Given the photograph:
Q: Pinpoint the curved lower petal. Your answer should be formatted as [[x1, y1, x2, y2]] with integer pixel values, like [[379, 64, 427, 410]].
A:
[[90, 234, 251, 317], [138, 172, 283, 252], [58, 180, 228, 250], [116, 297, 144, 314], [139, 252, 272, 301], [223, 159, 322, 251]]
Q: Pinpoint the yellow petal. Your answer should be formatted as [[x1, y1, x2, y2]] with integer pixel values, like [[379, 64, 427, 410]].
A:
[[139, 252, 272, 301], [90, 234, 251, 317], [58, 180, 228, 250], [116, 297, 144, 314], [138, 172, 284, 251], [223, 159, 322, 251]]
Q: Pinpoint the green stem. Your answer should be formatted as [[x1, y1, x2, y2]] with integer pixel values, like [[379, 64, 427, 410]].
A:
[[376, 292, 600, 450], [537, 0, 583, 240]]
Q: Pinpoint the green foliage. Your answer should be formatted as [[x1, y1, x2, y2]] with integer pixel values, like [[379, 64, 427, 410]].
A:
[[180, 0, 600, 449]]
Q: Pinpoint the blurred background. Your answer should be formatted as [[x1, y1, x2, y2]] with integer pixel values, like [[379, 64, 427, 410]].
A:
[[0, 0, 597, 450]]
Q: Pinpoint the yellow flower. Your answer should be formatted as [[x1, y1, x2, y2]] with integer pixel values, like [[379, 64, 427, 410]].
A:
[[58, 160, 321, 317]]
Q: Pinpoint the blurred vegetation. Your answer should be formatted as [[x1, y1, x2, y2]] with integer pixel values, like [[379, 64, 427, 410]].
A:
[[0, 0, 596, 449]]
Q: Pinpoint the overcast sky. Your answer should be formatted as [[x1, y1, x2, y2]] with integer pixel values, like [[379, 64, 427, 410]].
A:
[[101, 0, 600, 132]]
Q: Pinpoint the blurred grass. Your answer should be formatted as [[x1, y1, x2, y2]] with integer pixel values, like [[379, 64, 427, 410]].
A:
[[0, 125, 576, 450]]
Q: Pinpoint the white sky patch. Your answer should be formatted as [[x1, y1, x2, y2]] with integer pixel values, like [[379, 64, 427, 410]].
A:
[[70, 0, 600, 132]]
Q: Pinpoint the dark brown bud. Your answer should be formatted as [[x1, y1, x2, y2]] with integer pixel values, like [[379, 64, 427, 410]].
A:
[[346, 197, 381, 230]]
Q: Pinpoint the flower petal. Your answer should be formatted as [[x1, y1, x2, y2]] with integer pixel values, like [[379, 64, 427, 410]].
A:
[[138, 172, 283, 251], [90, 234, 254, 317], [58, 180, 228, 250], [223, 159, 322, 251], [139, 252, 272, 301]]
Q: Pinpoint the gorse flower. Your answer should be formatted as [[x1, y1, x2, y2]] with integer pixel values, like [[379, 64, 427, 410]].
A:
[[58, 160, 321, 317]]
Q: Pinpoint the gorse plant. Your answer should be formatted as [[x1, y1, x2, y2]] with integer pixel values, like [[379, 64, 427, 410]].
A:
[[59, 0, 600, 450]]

#### Work to be completed:
Rewrite the listing above, replacing every "Pinpoint" with "Locate" and leaving everything else unchanged.

#### Result:
Given the photograph:
Q: Locate the curved lower petal. Your answer should be formatted as [[x1, y1, x2, y2]] with integer pixel values, like [[379, 64, 427, 410]].
A:
[[90, 234, 251, 317], [138, 172, 283, 252], [58, 180, 228, 250], [116, 297, 144, 314], [139, 252, 272, 301], [223, 159, 322, 251]]
Q: Locate the yellow petal. Your answer should be formatted as [[x1, y1, x2, y2]] with integer pixel values, like [[379, 64, 427, 410]].
A:
[[139, 252, 272, 301], [90, 234, 251, 317], [58, 180, 228, 250], [116, 297, 144, 314], [138, 172, 284, 251], [223, 159, 322, 251]]
Q: Locate the green stem. Your answer should be formatted as [[x1, y1, x2, y2]] with integer pixel values, like [[379, 64, 427, 410]].
A:
[[376, 292, 600, 450], [537, 0, 583, 240]]
Q: Locate the green foliage. Your answer should be formatted as [[x1, y1, x2, y2]] with integer pixel values, like [[379, 64, 427, 410]].
A:
[[180, 0, 600, 449]]
Q: Locate the blurred background. Your answer should be formatted as [[x1, y1, x2, y2]] with integer pixel values, like [[379, 64, 427, 410]].
A:
[[0, 0, 597, 450]]
Q: Locate the yellow flower. Your answer should be formatted as [[x1, y1, x2, y2]] with integer pixel values, like [[379, 64, 427, 410]].
A:
[[58, 160, 321, 317]]
Q: Locate the blurred vegetation. Your answer should be formatted as [[x1, y1, x2, y2]] with integer pixel values, like [[379, 64, 427, 410]].
A:
[[0, 0, 596, 449]]
Q: Locate the overcast sky. Your answer should be formatted as [[x1, y1, x2, y2]] with integer pixel values, like [[379, 64, 427, 410]].
A:
[[101, 0, 600, 132]]
Q: Locate the blurred grass. Your answer should be formatted as [[x1, y1, x2, y2]] with integer pixel values, like [[379, 64, 427, 410]].
A:
[[0, 125, 576, 450]]
Q: Locate the white sky patch. Your answer should be formatted as [[x1, y1, x2, y2]] with integer pixel values, like [[379, 64, 427, 410]].
A:
[[70, 0, 600, 132]]
Q: Locate the dark brown bud. Your answer should be formatted as [[x1, y1, x2, y2]] with integer pixel values, like [[379, 64, 427, 410]].
A:
[[346, 197, 381, 230]]
Q: Locate the flower petal. Your answer should be formatted as [[x1, y1, x2, y2]] with integer pixel values, like [[379, 64, 427, 410]].
A:
[[138, 172, 283, 251], [90, 234, 254, 317], [58, 180, 228, 250], [223, 159, 322, 251], [139, 252, 272, 301]]
Q: Locate the gorse flower. Your answer should be formatted as [[x1, y1, x2, y2]] with integer pixel values, like [[379, 64, 427, 410]].
A:
[[58, 160, 321, 317]]
Q: Locate the gorse plant. Your answer should be formatted as [[x1, y1, x2, y2]] with integer pixel values, like [[379, 64, 427, 410]].
A:
[[59, 0, 600, 450]]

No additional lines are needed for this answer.